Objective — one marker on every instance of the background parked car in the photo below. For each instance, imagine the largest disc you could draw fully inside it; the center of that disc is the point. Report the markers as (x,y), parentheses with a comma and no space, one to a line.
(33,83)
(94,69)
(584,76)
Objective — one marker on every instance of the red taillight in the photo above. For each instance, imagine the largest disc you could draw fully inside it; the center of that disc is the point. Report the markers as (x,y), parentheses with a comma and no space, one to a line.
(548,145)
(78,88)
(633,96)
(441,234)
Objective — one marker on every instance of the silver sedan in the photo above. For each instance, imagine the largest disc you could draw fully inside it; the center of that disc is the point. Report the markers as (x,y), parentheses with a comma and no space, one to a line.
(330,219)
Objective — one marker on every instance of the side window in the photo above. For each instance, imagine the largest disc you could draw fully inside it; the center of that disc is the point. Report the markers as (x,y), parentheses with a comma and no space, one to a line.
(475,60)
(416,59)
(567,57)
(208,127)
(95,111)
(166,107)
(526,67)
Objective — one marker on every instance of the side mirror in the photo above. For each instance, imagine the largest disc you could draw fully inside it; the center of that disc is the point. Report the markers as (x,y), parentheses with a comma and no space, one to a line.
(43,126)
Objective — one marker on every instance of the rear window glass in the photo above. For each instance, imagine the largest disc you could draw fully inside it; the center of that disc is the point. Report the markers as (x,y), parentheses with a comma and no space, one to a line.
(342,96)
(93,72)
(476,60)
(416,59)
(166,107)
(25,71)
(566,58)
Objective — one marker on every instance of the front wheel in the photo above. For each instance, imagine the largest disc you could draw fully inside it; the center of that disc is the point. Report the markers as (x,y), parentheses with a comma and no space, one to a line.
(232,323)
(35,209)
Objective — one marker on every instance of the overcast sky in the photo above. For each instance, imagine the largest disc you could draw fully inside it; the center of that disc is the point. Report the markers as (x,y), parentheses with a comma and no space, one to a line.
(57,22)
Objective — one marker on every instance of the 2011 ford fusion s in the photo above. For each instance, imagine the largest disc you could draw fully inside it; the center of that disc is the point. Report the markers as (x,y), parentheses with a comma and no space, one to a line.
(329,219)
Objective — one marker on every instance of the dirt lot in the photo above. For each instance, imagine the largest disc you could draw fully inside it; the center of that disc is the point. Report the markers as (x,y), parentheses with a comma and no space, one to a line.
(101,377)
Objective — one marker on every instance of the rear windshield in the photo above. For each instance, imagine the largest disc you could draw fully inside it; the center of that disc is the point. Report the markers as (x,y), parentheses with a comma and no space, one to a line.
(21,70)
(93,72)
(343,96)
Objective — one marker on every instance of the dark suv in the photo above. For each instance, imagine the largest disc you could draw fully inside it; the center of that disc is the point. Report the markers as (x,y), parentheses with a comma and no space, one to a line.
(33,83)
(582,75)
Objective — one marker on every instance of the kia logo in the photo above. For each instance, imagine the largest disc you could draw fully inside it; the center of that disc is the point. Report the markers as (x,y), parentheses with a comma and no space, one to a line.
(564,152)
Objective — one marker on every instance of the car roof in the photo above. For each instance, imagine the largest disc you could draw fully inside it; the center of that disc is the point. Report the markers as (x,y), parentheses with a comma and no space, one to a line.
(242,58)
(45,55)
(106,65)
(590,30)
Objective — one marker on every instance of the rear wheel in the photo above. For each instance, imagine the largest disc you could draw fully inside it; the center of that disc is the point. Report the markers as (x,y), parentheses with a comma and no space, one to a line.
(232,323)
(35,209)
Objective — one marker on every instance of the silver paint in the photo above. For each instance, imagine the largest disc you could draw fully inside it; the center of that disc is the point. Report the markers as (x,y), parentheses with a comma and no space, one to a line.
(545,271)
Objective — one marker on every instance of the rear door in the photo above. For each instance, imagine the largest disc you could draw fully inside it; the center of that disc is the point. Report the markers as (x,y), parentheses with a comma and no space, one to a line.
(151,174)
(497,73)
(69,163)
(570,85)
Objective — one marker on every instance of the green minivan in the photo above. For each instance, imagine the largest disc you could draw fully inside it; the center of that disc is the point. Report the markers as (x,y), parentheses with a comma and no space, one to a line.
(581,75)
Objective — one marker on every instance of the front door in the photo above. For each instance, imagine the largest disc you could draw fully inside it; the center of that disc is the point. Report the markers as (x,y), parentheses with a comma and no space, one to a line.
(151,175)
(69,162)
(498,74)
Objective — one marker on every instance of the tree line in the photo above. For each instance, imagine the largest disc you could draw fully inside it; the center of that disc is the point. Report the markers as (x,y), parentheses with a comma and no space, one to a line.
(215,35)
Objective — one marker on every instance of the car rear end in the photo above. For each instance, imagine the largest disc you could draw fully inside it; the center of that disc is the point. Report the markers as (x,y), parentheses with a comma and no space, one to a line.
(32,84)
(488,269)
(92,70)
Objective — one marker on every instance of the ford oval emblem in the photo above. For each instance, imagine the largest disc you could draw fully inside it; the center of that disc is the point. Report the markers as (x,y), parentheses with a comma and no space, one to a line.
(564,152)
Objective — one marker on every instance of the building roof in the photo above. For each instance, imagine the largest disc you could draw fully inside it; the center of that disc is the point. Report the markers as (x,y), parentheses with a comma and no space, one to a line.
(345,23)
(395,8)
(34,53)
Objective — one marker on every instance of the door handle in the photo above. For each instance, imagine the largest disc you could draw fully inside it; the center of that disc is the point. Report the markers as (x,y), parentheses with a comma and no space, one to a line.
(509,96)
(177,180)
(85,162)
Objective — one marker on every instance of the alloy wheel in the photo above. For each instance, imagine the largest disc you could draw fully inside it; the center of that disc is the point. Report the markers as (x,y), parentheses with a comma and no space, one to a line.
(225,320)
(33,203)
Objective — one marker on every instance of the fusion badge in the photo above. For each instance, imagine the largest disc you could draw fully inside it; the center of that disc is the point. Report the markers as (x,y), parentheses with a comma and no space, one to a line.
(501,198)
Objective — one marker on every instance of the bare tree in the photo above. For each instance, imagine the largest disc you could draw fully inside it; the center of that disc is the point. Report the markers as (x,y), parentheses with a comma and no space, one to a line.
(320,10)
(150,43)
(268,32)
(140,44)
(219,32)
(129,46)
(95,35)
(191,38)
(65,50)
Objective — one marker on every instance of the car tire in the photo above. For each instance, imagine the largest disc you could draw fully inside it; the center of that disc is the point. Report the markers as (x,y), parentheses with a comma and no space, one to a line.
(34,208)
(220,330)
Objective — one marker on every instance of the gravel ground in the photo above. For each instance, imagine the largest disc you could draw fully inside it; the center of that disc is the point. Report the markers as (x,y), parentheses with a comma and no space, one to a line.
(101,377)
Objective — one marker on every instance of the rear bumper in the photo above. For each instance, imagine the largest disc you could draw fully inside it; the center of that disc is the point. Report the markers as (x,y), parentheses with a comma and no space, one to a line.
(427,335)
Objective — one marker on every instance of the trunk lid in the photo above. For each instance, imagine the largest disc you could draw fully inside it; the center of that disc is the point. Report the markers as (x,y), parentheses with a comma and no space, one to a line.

**********

Set down the data exactly.

Objective — one marker on every instance of the background parked car in the photo below. For each instance, imagine the largest disc you could draw fully inside it; the center of that disc is the point. Report the markers as (x,y), parentheses with a comma and no space, one to a line.
(33,83)
(94,69)
(584,76)
Objective — one marker on every instance of the red taillight in the photo above. For each instance, imagine the largest disc you could draw fully inside it; the center of that disc is the point. Report the markers as (x,y), parentheses with a comma and no space, one to a line.
(548,145)
(78,88)
(633,96)
(441,234)
Objective — one marker on every instance of the silver sedan in the photo above. For each instance, imagine the largest disc you could draw fully inside it; the center of that disc is the point. Report the markers as (x,y), parentheses with a comma and no space, one to a line.
(330,219)
Objective — one marker on every instance of the side window in the photo above. For each instance, imagine the largest disc you could draw fully inside it; the center of that disc is the point. Report the markers as (x,y), parentheses with a comma and no space, one to a line.
(475,60)
(416,59)
(567,57)
(208,127)
(95,111)
(166,107)
(526,67)
Objective — one marker on every instance of the side mirror in the photo above. For each instance, imagine the largest disc you could draw fully inside it; the center of that disc is the point. Report the markers as (x,y), parentheses with a comma and no space, one to a line.
(43,126)
Objective — one marker on every instance of the rear window glass in the photo above. For each instance, imagine the largest disc you could draw fully inside it; the center of that disc is the point. Report the markers as (x,y), parentheses with a comma and no space, one to a line.
(342,96)
(93,72)
(476,60)
(416,59)
(166,107)
(25,71)
(566,58)
Objective — one marker on every instance of the front wheel in the photo above. For each instance, imagine the largest disc you could draw fully inside it; the center of that disc is the point. Report the markers as (x,y), parentheses with a comma and no space, one to a line.
(232,323)
(35,209)
Objective — one marker on every instance of the overcast sky in the photo above. For each instance, imagine the largest disc you could draw fully inside it; the center of that disc is the point. Report the markers as (x,y), parentheses with a comma and no space, one to a line.
(57,22)
Objective — one marker on every instance of the 2011 ford fusion s in the photo above. For each instance, imagine the largest disc you could draw fully inside it; the center of that disc is the point. Report the markers as (x,y), parentheses with a comma and no space, one to a line.
(329,219)
Objective — one marker on every instance of the dirt lot in the photo above. For each instance, imagine the largest disc you could draw fully inside it; the center of that disc is the point. Report the markers as (x,y), parentheses with a comma and no space, one to a line.
(101,377)
Objective — one marker on every instance of the rear windshield in the photo above. For each instance, imagine the largest disc you could draw fully inside it; the center of that disc is the point. Report the markers as (x,y), parentheses with a comma and no space, one to a line.
(21,70)
(93,72)
(343,96)
Objective — one marker on every instance of the dark suv in the photo above. For each instance, imagine the largest disc you could draw fully inside it; the center of that disc is the point. Report the markers as (x,y), parentheses with a comma and no space, one to a line.
(33,83)
(582,75)
Objective — one marker on every instance of the kia logo in the photo above. For each instance, imagine the largest disc you could draw fully inside it; the center of that disc is the point. Report the markers as (x,y), parentheses with a comma and no space, one to a line.
(564,152)
Objective — one marker on every instance of the car roof in the photo above. For each instance, imagine the largest disc you could draw fully inside it; the center of that disc is the point. Report the markers as (x,y), parentheses with a comma and no space, one to a line.
(242,58)
(45,55)
(106,65)
(590,30)
Objective — one marker on every instance of the rear wheel in the photo above. For each instance, imagine the largest disc you could draw fully inside it; the center of that disc is the point. Report the markers as (x,y), parentheses with a comma and no space, one to a line.
(232,323)
(35,209)
Objective — one marker on every instance of the silver paint in the photo above. For each instance, imagine the largest disc you could draw fully inside it; the center of that disc is the point. Report the markers as (x,y), parentheses with a comma and no space, one to a line.
(545,271)
Objective — one marker on every instance of the rear door in the photo above. For each instance, imagine the largest disc you could draw fully inside it; the center of that disc is the point. Report the markers as (x,y), parentheses with a comma and no space, one to a line.
(151,174)
(497,73)
(69,163)
(570,85)
Objective — one marker on every instance of the green minivan in the photo above. For each instance, imagine the largest disc you could draw fully inside it; the center of that disc is the point. Report the markers as (x,y), parentheses with a comma and no space, one to a line.
(581,75)
Objective — one marker on every instance of the front door in the photo above. For each instance, imagine the largest disc you could draw fully inside it; the center of that disc is the point. Report the markers as (x,y), parentheses with a comma and no space, one to a line.
(151,175)
(69,162)
(498,74)
Objective — one marker on every instance of the tree line in the photo above. For each instance, imagine the largest disc you could draw fully inside it; the center of that disc is the point. Report the markers as (x,y), parentheses with a comma and no space, one to a line.
(215,35)
Objective — one marker on every instance of the car rear end in the photo above. For each instance, imagine the largest disc you could draw fully inside it; the center of that disc is the point. Report the markers as (x,y), parentheses with a comma and no space, one to a line.
(32,84)
(488,269)
(92,70)
Objective — one marker on every instance of the ford oval emblem in the photo above. For each instance, imagine the largest disc you could draw fully inside it; the center of that disc is the point. Report the markers as (x,y), parentheses with a comma and no space, one to a line.
(564,152)
Objective — one marker on every instance of the building roof in the photo above. For each instance, imagine the largest disc you could draw fully inside it; the center of that disc is the point. Report the markers as (x,y), parentheses with a comma and no space, one to a line.
(345,23)
(395,8)
(34,53)
Objective — one marker on every instance of the door handle in the photo above. For each instance, imagine the largest disc you could draw fully inside it; the center of that disc is the point. Report the markers as (x,y), parentheses with a comma and no space, one to a line.
(509,96)
(177,180)
(85,162)
Objective — one marker on every instance of the alloy wheel in the photo above. For each instance, imagine the largest disc you could draw fully inside it; the center of that disc is the point. Report the markers as (x,y), parentheses with a comma and no space, one to a line.
(225,320)
(33,203)
Objective — one marker on every instance of the fusion badge in the photo above. For each instance, imagine the largest disc you could draw fully inside it; the center of that disc is the point. Report the markers as (x,y), parentheses with a comma and no space, one to a line.
(501,198)
Objective — one marker on every instance of the bare tree in the photo above. For each instance, imagine the largest disc you could draw fully inside it; the center of that disc is the point. Report the markers as (x,y), parentheses with a comma and no space, one to a line.
(320,10)
(150,43)
(268,32)
(140,44)
(219,32)
(129,46)
(95,35)
(191,38)
(65,50)
Objective — one marker on every instance of the car tire in the photo above. For each instance, imagine the largest disc you could draw fully inside it; the center of that disc is the point. Report the markers as (x,y), parentheses with a comma and no space, one to a line.
(34,208)
(220,330)
Objective — one marker on every instance of the gravel ground in the photo above. For each instance, imagine the largest disc you could draw fully inside it; the center of that disc is the point. Report the markers as (x,y), parentheses with a comma and no space, one to a line.
(101,377)
Objective — one marker on every instance of the rear bumper in the photo above. For each instance, imagine the largest disc you could draw fully inside it; the center of that disc is the point. Report the markers as (x,y), parentheses with a comma and no space, one to a line.
(427,335)
Objective — one marker on every instance of the trunk lid in the photo above. For each instance, imagine the largest disc you could draw fully inside it; the center of that disc is the point. Report the markers as (x,y), parentheses with a comma and no space, one to a line.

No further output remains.